Polecenie 1: Jaką nazwę nosi jotka opisana we fragmencie o jachcie Jarka Marszałła?
Polecenie 2:
Proszę ocenić, czy poniższe stwierdzenia zgadzają się z fragmentem o jotkach, i przy każdej odpowiedzi „tak” lub „nie” przytoczyć rozstrzygające słowa tekstu.
(a) Jotka „ALF” zbliża się do pięćdziesiątki.
(b) Jotki budowano wyłącznie w prawdziwych stoczniach.
(c) Fragment przedstawia jotki jako piękne jachty.
Polecenie 3: Fragment o jotkach należy streścić w dwóch zdaniach.

Nie pytam Jarka Marszałła ile ma lat – wiem natomiast, że jego pozamałżeńska miłość (taka na boku), kanciasty blaszak – jotka „ALF” zbliża się
do pięćdziesiątki. Dziś w ramach historycznych repetycji zamieszczam jarkową deklarację miłości. Jotek było wiele, powstawały przeważne gdzieś
w zaroślach, czasami za stodołami, bywało, że w przyfabrycznych warsztatach remontowych ale też i w prawdziwych stoczniach. Budowali je
zapaleńcy, których zapał czasami podpierał, ale czasami też studził Polski Rejestr Statków. To była przeważnie ta osławiona peerelowska „budowa
systemem gospodarczym”
No cóż – piękne te jachty to nie były, ale to dopiero „nowe czasy” zaczęły od polskich konstrukcji wymagać urody. Grunt że były to jachty dzielne i
które do dziś się ową dzielnością mogą chwalić.

Zapisane rekordy:
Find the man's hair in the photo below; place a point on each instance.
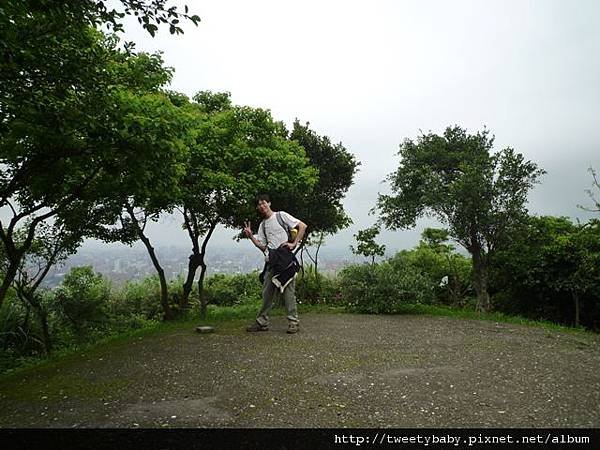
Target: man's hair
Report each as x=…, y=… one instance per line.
x=260, y=198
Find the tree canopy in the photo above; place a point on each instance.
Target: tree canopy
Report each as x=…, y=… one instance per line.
x=456, y=178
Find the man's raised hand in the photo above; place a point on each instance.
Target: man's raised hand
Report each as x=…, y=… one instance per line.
x=247, y=229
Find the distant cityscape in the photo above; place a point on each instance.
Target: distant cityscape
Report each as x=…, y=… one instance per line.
x=120, y=264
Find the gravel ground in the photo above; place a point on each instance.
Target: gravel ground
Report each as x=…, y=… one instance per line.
x=339, y=371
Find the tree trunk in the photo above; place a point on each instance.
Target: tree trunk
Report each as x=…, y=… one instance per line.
x=43, y=319
x=9, y=277
x=317, y=262
x=577, y=307
x=480, y=276
x=201, y=295
x=164, y=290
x=193, y=264
x=29, y=299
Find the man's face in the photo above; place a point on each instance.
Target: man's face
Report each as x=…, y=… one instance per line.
x=263, y=207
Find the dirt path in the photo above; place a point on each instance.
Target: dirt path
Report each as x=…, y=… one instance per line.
x=340, y=370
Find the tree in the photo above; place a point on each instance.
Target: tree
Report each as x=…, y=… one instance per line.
x=551, y=270
x=320, y=207
x=58, y=77
x=480, y=196
x=367, y=245
x=238, y=153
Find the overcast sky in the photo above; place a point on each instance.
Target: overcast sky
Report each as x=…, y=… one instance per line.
x=370, y=73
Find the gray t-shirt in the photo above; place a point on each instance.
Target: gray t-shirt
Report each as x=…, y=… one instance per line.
x=275, y=233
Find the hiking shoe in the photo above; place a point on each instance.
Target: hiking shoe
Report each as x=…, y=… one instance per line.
x=257, y=327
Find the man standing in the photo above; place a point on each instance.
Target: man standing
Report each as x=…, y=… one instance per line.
x=273, y=239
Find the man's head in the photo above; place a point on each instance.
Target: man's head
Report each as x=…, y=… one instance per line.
x=263, y=205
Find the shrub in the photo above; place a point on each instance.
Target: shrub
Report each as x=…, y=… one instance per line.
x=228, y=290
x=81, y=301
x=138, y=298
x=316, y=288
x=384, y=287
x=436, y=266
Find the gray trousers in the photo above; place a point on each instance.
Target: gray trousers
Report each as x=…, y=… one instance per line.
x=270, y=293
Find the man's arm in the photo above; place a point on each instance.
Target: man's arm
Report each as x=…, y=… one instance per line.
x=248, y=232
x=301, y=230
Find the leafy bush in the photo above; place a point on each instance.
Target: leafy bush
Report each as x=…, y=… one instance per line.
x=138, y=298
x=436, y=265
x=316, y=288
x=384, y=287
x=19, y=330
x=550, y=271
x=81, y=301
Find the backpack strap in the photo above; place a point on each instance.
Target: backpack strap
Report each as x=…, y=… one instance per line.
x=283, y=224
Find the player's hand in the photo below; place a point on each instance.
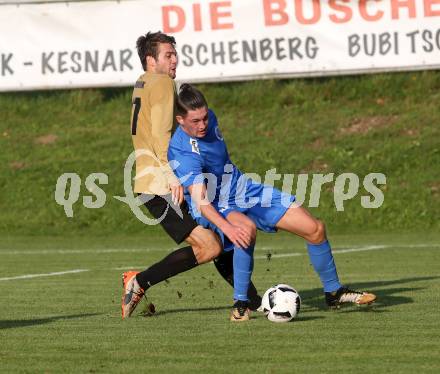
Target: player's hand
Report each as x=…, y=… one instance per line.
x=177, y=194
x=239, y=236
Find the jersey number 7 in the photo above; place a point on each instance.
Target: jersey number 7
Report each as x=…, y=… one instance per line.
x=137, y=107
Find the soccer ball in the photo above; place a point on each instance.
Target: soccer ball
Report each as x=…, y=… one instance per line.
x=281, y=303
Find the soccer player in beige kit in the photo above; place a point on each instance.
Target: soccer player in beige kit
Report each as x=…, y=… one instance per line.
x=152, y=124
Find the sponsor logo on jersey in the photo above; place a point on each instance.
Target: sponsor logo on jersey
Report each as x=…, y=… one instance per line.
x=194, y=146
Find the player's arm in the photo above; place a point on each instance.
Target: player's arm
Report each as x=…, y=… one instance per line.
x=239, y=236
x=162, y=120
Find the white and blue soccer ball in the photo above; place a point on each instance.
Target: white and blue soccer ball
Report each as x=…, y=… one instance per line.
x=281, y=303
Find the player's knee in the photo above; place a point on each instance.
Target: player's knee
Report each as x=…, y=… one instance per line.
x=317, y=235
x=253, y=231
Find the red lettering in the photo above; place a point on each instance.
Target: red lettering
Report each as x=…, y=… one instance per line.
x=365, y=15
x=396, y=4
x=197, y=17
x=346, y=10
x=275, y=16
x=216, y=14
x=300, y=12
x=429, y=12
x=179, y=12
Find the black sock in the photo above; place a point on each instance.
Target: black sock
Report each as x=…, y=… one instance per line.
x=177, y=262
x=224, y=265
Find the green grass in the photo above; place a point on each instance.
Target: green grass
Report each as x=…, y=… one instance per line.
x=71, y=323
x=386, y=123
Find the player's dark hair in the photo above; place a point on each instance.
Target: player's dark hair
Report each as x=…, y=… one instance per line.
x=148, y=45
x=190, y=98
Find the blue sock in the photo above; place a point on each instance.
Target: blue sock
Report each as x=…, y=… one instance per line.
x=323, y=263
x=243, y=266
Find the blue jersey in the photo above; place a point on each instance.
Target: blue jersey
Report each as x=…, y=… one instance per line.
x=205, y=160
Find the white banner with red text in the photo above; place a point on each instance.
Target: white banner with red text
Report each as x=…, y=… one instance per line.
x=92, y=44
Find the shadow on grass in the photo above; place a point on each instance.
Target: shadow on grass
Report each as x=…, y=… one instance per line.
x=14, y=323
x=185, y=310
x=386, y=297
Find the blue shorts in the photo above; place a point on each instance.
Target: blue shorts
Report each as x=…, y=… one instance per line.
x=264, y=205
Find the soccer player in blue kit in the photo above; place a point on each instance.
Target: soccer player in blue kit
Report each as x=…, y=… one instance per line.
x=234, y=206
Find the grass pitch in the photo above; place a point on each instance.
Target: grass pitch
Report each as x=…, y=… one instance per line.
x=71, y=322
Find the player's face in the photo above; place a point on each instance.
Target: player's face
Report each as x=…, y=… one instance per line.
x=195, y=123
x=166, y=62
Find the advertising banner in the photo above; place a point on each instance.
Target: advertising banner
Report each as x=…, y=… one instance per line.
x=92, y=44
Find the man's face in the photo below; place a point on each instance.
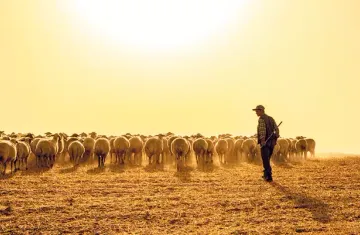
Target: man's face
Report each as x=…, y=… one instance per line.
x=259, y=112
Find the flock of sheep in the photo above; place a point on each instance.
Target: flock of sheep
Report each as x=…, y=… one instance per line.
x=169, y=148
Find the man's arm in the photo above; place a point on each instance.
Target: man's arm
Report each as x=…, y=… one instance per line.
x=262, y=131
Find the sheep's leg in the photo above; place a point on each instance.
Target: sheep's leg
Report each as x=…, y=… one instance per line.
x=99, y=161
x=158, y=158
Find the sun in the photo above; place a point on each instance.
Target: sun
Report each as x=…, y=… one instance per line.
x=156, y=24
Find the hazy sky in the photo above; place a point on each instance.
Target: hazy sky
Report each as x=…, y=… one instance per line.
x=60, y=71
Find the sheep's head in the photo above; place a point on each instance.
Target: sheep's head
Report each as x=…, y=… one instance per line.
x=56, y=137
x=93, y=135
x=5, y=138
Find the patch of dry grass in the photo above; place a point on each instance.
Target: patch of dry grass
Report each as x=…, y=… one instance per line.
x=317, y=196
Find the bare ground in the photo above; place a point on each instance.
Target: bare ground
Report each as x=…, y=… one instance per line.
x=316, y=196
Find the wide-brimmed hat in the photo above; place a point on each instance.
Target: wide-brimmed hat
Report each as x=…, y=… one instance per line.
x=259, y=107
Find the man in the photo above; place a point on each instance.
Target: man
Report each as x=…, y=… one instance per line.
x=266, y=127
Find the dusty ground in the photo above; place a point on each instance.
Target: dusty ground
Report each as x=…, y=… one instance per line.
x=317, y=196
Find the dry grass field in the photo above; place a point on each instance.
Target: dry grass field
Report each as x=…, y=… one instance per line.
x=320, y=195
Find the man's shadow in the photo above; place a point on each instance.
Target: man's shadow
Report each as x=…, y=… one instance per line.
x=320, y=210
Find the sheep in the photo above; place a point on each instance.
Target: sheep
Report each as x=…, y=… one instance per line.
x=5, y=138
x=170, y=140
x=275, y=152
x=136, y=146
x=23, y=152
x=121, y=146
x=112, y=149
x=93, y=135
x=230, y=153
x=33, y=144
x=76, y=152
x=188, y=156
x=300, y=148
x=249, y=149
x=284, y=149
x=200, y=147
x=238, y=148
x=101, y=150
x=61, y=147
x=292, y=149
x=166, y=151
x=46, y=150
x=89, y=145
x=7, y=154
x=221, y=148
x=210, y=151
x=180, y=148
x=310, y=146
x=153, y=149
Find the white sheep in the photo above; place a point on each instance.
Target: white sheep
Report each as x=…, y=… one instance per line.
x=249, y=149
x=180, y=148
x=7, y=154
x=221, y=148
x=23, y=152
x=284, y=149
x=101, y=150
x=89, y=145
x=238, y=148
x=210, y=151
x=200, y=147
x=136, y=147
x=112, y=149
x=300, y=148
x=230, y=153
x=46, y=150
x=153, y=149
x=310, y=146
x=121, y=146
x=76, y=152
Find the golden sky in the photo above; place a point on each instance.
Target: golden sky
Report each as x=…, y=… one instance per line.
x=299, y=58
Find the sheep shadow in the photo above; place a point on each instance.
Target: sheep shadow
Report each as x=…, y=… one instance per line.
x=69, y=170
x=320, y=210
x=282, y=164
x=35, y=170
x=117, y=168
x=210, y=167
x=154, y=168
x=95, y=171
x=184, y=176
x=7, y=176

Wynik ćwiczenia 1: „ALF”

Wynik ćwiczenia 2:
(a) Tak: „jotka „ALF” zbliża się do pięćdziesiątki”.
(b) Nie: „czasami za stodołami”.
(c) Nie: „piękne te jachty to nie były”.

Wynik ćwiczenia 3: Jotka „ALF”, kanciasty blaszak zbliżający się do pięćdziesiątki, jest pozamałżeńską miłością Jarka Marszałła, którego deklarację miłości zamieszczono w ramach historycznych repetycji. Jotki budowali zapaleńcy w zaroślach, za stodołami, w warsztatach i w stoczniach, a choć nie były to piękne jachty, były dzielne.